▶ WHAT TO WORK ON: From the listing below, select every line that contains the string "target" and copy each of those lines unchanged.

******************************

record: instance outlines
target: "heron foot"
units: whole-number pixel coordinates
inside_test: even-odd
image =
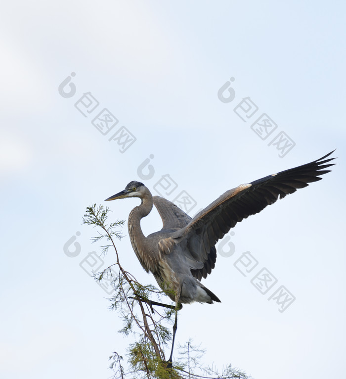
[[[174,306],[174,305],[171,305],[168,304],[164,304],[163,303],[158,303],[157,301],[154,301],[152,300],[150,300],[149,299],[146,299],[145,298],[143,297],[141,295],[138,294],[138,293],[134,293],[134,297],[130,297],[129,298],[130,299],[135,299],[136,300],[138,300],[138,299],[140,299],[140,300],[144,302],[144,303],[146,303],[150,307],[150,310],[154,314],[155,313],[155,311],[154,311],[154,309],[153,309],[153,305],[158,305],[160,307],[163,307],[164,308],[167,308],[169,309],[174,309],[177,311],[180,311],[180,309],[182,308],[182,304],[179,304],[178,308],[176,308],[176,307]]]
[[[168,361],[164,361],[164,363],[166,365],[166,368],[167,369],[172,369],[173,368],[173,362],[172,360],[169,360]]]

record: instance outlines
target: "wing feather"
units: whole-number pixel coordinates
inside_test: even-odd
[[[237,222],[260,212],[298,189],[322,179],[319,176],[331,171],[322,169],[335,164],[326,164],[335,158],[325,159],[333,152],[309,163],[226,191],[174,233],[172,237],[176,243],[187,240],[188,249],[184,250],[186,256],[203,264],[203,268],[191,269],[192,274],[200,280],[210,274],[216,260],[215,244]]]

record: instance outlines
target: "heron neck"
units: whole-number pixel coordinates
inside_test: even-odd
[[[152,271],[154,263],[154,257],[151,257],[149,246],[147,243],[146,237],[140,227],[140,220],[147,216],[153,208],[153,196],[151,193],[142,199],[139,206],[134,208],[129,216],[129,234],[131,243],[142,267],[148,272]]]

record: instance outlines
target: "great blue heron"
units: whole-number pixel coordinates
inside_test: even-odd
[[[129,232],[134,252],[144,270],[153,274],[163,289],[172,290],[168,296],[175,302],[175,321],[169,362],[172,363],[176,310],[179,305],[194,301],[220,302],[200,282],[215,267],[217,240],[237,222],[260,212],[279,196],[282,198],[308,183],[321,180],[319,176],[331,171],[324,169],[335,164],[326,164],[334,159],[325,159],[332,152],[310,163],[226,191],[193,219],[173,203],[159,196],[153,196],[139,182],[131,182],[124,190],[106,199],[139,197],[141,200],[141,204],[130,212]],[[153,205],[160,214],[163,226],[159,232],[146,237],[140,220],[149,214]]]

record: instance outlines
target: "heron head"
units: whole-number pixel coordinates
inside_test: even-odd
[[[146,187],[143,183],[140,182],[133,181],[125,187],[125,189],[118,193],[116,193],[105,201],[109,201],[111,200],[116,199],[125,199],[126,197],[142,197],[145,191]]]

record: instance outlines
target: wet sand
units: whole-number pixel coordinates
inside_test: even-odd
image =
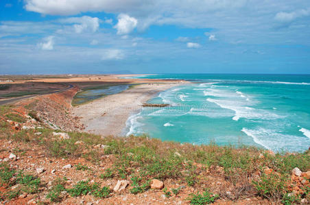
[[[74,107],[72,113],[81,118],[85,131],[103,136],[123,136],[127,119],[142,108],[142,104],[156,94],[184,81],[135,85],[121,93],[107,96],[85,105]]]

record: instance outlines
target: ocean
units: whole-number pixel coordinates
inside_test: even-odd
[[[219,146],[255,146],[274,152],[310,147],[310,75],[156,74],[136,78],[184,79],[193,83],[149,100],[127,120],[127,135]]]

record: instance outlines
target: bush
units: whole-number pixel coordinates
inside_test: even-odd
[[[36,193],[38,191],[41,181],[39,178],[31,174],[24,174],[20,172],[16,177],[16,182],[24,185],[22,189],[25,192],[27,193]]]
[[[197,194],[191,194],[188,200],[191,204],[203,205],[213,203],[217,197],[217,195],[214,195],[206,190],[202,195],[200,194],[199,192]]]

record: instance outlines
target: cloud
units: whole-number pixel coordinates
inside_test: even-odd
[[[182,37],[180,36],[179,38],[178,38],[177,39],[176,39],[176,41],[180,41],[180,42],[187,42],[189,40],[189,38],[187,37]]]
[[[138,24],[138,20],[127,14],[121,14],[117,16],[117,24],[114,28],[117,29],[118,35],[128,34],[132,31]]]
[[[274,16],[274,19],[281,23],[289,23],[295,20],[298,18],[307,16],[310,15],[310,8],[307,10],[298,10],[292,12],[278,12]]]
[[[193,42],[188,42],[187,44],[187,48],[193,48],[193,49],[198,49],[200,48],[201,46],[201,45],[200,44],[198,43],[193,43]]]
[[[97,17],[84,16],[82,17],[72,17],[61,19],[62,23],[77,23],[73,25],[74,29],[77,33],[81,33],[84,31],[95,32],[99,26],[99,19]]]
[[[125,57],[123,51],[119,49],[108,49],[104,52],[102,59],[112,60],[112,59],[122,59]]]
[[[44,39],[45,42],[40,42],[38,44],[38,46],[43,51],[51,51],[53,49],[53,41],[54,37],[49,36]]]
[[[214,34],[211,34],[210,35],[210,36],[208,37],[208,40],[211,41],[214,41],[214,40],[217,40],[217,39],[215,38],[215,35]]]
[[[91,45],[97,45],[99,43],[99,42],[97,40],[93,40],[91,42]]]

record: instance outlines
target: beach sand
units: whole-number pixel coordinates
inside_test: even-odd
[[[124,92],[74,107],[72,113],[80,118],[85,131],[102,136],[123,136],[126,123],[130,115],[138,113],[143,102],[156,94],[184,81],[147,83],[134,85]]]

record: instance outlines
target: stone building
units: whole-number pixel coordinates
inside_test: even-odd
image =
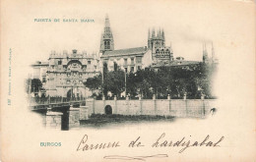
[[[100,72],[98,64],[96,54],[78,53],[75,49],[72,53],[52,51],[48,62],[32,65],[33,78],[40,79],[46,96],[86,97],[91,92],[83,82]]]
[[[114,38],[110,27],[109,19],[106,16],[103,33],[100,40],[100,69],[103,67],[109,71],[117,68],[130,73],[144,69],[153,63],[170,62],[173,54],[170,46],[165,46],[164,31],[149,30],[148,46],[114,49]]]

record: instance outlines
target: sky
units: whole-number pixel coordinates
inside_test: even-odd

******************************

▶ ANSWER:
target: "heron foot"
target: "wing feather"
target: "heron neck"
target: "great blue heron"
target: "heron head"
target: wet sand
target: ocean
target: bush
target: cloud
target: beach sand
target: stone building
target: sky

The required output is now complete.